Your goal: Return the listing below in full, with every line exactly as it is.

Provided entries:
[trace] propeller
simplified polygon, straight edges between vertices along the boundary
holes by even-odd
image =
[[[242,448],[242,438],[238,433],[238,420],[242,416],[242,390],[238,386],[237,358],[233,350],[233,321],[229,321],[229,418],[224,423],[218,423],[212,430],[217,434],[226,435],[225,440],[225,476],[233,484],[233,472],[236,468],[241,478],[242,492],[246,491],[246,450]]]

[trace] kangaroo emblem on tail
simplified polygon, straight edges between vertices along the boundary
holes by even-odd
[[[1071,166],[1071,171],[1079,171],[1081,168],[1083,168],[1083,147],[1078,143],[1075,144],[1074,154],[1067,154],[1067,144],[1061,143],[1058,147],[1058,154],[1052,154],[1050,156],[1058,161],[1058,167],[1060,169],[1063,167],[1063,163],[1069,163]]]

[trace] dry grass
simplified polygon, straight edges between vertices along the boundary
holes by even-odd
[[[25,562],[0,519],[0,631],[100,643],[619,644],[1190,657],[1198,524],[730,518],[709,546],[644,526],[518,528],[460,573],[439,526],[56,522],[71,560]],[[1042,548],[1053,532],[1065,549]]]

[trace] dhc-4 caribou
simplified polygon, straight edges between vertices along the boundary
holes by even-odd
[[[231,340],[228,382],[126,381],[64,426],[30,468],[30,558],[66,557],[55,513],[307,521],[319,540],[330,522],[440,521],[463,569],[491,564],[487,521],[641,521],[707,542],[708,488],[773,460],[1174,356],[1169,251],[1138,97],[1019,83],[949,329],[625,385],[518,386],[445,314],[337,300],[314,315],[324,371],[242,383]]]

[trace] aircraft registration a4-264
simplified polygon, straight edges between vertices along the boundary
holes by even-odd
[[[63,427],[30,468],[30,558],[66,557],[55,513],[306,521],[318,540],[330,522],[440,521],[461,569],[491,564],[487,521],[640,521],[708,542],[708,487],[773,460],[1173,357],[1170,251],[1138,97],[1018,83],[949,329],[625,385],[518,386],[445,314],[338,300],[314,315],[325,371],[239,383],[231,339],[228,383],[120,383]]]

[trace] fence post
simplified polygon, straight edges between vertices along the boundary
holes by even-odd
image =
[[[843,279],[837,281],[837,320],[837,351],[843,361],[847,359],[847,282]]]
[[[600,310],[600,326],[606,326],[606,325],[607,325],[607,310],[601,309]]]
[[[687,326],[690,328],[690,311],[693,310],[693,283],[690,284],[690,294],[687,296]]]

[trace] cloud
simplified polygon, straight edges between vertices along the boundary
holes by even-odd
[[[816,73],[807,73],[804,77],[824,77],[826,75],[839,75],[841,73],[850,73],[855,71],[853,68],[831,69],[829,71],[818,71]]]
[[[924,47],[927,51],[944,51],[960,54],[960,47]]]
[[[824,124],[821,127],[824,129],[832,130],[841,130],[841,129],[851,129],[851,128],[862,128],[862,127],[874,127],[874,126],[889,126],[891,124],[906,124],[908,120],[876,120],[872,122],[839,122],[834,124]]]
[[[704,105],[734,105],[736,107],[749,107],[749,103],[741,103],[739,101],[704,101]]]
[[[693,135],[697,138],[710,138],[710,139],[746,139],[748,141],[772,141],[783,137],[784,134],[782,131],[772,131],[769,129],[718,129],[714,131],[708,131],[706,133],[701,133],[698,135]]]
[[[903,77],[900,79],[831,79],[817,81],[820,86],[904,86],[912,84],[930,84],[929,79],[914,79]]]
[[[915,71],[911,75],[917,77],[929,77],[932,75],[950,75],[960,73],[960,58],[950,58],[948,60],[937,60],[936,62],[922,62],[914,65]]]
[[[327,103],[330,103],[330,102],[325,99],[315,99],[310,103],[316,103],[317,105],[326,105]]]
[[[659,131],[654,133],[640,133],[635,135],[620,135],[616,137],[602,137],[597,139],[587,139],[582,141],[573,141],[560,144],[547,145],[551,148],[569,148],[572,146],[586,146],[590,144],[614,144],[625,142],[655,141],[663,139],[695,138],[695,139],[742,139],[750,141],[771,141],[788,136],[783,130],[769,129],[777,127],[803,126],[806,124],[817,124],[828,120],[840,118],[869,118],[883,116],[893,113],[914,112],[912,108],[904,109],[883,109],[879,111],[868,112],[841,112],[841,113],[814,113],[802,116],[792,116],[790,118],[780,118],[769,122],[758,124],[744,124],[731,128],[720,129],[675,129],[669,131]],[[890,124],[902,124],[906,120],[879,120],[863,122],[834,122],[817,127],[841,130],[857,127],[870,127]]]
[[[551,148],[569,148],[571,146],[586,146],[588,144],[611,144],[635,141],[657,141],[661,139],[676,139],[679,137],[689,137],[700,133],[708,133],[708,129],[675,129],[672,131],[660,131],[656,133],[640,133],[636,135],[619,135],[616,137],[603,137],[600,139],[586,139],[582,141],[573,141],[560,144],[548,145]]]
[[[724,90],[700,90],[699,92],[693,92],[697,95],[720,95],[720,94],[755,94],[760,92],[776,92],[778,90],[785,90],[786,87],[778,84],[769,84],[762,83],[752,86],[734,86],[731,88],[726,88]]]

Solution for this exercise:
[trace] propeller
simplified polygon, straight edges between vertices along the boundary
holes by even-odd
image =
[[[242,448],[242,438],[238,433],[238,420],[242,416],[242,390],[238,386],[237,358],[233,350],[233,321],[229,321],[229,418],[224,423],[218,423],[212,430],[217,434],[226,435],[225,440],[225,476],[233,484],[233,472],[236,468],[241,478],[242,492],[246,491],[246,450]]]

[trace] kangaroo emblem on tail
simplified polygon, straight edges between vertices along the boundary
holes by even-odd
[[[1071,166],[1071,171],[1079,171],[1081,168],[1083,168],[1083,147],[1078,143],[1075,144],[1074,154],[1067,154],[1067,144],[1061,143],[1058,147],[1058,154],[1052,154],[1050,156],[1058,161],[1058,167],[1060,169],[1063,167],[1063,163],[1069,163]]]

[trace] dry grass
simplified polygon, straight edges between vertices along the boundary
holes by even-odd
[[[25,562],[0,519],[0,631],[100,643],[619,644],[1190,657],[1198,524],[730,518],[709,546],[644,526],[518,528],[460,573],[439,526],[56,522],[71,560]],[[1042,548],[1053,532],[1065,549]]]

[trace] dhc-4 caribou
simplified polygon, straight edges between vertices along the boundary
holes by even-odd
[[[231,340],[228,382],[126,381],[64,426],[30,468],[30,558],[66,557],[55,513],[307,521],[319,540],[330,522],[440,521],[463,569],[491,564],[487,521],[641,521],[707,542],[708,488],[773,460],[1174,356],[1169,251],[1138,97],[1019,83],[949,329],[625,385],[518,386],[445,314],[337,300],[314,315],[324,371],[242,383]]]

[trace] aircraft registration a4-264
simplified polygon, straight edges between vertices along the boundary
holes by even-odd
[[[63,427],[30,468],[30,558],[66,557],[55,513],[306,521],[318,540],[330,522],[440,521],[461,569],[491,564],[487,521],[640,521],[708,542],[708,487],[773,460],[1173,357],[1170,251],[1138,97],[1018,83],[949,329],[625,385],[518,386],[445,314],[338,300],[314,315],[325,371],[239,383],[231,339],[228,383],[120,383]]]

[trace] fence post
simplified polygon, straight edges between vertices along the boundary
holes by even-odd
image =
[[[843,279],[837,281],[837,320],[837,351],[843,361],[847,359],[847,282]]]
[[[600,310],[600,326],[606,326],[606,325],[607,325],[607,310],[601,309]]]
[[[687,326],[690,328],[690,311],[693,310],[693,283],[690,284],[690,294],[687,296]]]

[trace] cloud
simplified polygon, straight edges between vertices along the boundary
holes by even-odd
[[[816,73],[807,73],[804,77],[824,77],[826,75],[839,75],[841,73],[850,73],[855,71],[853,68],[831,69],[829,71],[818,71]]]
[[[924,47],[927,51],[944,51],[960,54],[960,47]]]
[[[824,124],[821,127],[824,129],[832,130],[841,130],[841,129],[851,129],[851,128],[862,128],[862,127],[874,127],[874,126],[889,126],[891,124],[906,124],[908,120],[876,120],[872,122],[839,122],[834,124]]]
[[[704,105],[734,105],[736,107],[749,107],[749,103],[741,103],[739,101],[704,101]]]
[[[693,135],[697,138],[710,138],[710,139],[746,139],[748,141],[772,141],[783,137],[784,134],[782,131],[772,131],[769,129],[718,129],[714,131],[708,131],[706,133],[701,133],[698,135]]]
[[[903,77],[900,79],[831,79],[817,81],[820,86],[904,86],[912,84],[930,84],[929,79],[914,79]]]
[[[915,71],[911,75],[917,77],[929,77],[932,75],[950,75],[960,73],[960,58],[950,58],[948,60],[937,60],[936,62],[922,62],[914,65]]]
[[[327,103],[330,103],[330,102],[325,99],[315,99],[310,103],[316,103],[317,105],[326,105]]]
[[[659,131],[654,133],[640,133],[635,135],[620,135],[616,137],[602,137],[597,139],[587,139],[582,141],[573,141],[560,144],[547,145],[551,148],[569,148],[572,146],[586,146],[590,144],[614,144],[625,142],[655,141],[663,139],[695,138],[695,139],[742,139],[750,141],[771,141],[788,136],[783,130],[769,129],[777,127],[803,126],[806,124],[817,124],[828,120],[840,118],[869,118],[883,116],[893,113],[914,112],[912,108],[904,109],[883,109],[879,111],[868,112],[841,112],[841,113],[814,113],[802,116],[792,116],[790,118],[780,118],[769,122],[758,124],[744,124],[731,128],[720,129],[675,129],[669,131]],[[890,124],[902,124],[906,120],[879,120],[863,122],[834,122],[817,127],[841,130],[857,127],[870,127]]]
[[[551,148],[569,148],[571,146],[586,146],[588,144],[611,144],[635,141],[657,141],[661,139],[676,139],[679,137],[689,137],[700,133],[708,133],[708,129],[675,129],[672,131],[660,131],[656,133],[640,133],[636,135],[619,135],[616,137],[603,137],[600,139],[586,139],[582,141],[573,141],[560,144],[548,145]]]
[[[724,90],[700,90],[699,92],[693,92],[697,95],[720,95],[720,94],[755,94],[760,92],[776,92],[778,90],[785,90],[786,87],[778,84],[769,84],[762,83],[752,86],[734,86],[731,88],[726,88]]]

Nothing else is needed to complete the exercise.